* [PASSAGE FOR REVIEW]
This repository contains scripts, configs, and instructions to reproduce the results of a GWAS on tuberculosis transmissibility.
- Docker
- Python, matplotlib, and numpy
- Slurm
- Anaconda
- git
To run the scripts in this repo, replace all occurrences of docker1
with
docker
and modify the file paths for your system. Slurm is used throughout
the repo, but code could be modified to remove that requirement.
This study used samples of Mycobacterium tuberculosis (private data). The raw data was processed to obtain mapped reads of SNPs and a phylogeny. All samples were tagged with binary transmissibility values inferred from sizes of infection clusters. The following data files were used:
- pyseer: Moldova_SNPs_QC.vcf, Moldova_1834_SNPs.tree, allclusterPheno_0.0005.txt
- dbgwas: allclusterRankedPheno_0.0005.txt, individual (directory of fasta files for each sequence), Moldova_1834_SNPs.tree
- XGBOOST + SHAP: all_snps_filtered.fasta, allclusterRankedPheno_0.0005.txt, info.txt
- Install Pyseer, with conda (https://pyseer.readthedocs.io/en/master/installation.html)
- Clone this repo and set up working directories.
git clone https://github.com/mdeicas/tb-gwas.git
cd tb-gwas/pyseer
mkdir fixed_effects_wdir
mkdir enet_wdir
- These scripts contain absolute file paths to data files and to anaconda. Before running, ensure that the file paths are updated, if necessary, to their corresponding locations on your system.

* [INFORMATION]
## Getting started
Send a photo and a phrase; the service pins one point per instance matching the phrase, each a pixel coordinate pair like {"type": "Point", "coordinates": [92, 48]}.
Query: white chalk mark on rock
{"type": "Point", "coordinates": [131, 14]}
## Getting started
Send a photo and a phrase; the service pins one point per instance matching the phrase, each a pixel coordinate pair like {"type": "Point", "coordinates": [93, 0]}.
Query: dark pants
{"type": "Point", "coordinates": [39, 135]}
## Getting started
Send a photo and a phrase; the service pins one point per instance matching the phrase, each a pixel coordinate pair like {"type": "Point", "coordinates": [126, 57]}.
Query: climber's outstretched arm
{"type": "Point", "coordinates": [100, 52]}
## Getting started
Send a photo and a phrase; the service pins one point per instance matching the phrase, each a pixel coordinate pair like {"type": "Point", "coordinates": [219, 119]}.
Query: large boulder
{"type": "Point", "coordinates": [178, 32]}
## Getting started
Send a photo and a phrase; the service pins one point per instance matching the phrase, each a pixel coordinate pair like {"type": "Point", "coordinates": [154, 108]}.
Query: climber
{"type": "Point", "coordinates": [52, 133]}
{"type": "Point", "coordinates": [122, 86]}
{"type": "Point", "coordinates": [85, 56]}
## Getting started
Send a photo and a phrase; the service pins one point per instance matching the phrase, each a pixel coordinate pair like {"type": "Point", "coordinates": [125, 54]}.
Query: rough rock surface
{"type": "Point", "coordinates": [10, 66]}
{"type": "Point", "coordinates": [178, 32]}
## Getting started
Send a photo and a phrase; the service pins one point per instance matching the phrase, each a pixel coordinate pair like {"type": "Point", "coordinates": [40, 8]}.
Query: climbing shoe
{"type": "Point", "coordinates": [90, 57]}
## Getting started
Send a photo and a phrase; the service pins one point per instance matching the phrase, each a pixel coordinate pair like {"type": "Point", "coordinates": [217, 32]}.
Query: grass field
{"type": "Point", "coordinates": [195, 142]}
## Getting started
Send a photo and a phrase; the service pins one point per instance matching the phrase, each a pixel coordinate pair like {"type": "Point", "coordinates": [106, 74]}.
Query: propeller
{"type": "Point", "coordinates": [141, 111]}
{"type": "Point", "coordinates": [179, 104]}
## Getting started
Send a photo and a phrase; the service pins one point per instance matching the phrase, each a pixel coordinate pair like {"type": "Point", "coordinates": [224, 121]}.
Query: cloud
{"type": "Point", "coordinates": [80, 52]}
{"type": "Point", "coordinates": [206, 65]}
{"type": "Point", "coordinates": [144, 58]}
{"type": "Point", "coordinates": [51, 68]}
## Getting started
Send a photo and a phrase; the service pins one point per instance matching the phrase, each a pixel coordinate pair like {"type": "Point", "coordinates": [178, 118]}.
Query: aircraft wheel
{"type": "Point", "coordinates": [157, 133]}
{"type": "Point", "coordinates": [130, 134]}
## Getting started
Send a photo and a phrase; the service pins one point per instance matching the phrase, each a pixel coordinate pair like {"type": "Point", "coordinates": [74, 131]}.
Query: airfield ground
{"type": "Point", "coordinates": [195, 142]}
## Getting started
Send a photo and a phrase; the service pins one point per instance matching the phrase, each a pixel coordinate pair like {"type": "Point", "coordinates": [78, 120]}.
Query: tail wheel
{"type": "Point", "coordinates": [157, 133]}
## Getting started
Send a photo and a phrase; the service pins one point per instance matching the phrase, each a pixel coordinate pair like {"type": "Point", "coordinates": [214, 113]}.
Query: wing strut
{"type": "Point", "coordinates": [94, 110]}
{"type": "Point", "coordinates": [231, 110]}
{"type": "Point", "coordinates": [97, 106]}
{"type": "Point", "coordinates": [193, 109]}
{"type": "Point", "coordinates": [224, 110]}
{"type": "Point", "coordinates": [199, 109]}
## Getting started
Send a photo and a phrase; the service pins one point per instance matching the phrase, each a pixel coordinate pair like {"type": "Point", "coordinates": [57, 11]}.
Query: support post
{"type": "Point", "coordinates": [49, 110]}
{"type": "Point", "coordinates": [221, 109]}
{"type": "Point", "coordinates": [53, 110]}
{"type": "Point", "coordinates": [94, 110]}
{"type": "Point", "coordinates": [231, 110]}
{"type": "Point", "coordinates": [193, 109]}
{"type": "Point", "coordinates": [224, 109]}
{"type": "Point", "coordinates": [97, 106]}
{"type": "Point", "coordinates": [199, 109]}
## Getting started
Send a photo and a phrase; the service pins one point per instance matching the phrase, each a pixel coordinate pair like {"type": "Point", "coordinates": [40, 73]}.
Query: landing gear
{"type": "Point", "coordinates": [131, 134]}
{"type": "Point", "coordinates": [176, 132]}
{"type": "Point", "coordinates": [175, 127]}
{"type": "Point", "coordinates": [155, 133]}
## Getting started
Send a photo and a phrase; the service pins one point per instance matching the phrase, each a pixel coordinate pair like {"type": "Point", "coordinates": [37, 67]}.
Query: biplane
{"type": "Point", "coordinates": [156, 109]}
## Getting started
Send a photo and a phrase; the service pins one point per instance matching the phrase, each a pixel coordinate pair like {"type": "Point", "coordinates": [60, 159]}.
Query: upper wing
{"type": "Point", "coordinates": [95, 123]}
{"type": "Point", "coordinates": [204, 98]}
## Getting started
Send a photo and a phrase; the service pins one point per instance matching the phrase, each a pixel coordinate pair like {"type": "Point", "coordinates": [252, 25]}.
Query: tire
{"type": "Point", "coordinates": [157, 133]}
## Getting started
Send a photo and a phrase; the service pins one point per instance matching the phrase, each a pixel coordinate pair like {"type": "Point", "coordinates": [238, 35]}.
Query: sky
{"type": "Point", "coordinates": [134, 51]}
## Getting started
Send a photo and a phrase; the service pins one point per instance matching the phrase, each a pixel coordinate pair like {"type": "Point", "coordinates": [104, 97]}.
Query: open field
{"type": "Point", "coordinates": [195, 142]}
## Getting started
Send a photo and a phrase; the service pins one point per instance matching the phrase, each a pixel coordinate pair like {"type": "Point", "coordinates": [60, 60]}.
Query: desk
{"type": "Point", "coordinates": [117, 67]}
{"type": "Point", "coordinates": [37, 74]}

* [ACTIVITY] Copy from the tuberculosis GWAS repository text the part beginning at the words "git clone https://github.com/mdeicas/tb-gwas.git" and ending after the words "on your system.".

* [ANSWER TO THIS TASK]
git clone https://github.com/mdeicas/tb-gwas.git
cd tb-gwas/pyseer
mkdir fixed_effects_wdir
mkdir enet_wdir
- These scripts contain absolute file paths to data files and to anaconda. Before running, ensure that the file paths are updated, if necessary, to their corresponding locations on your system.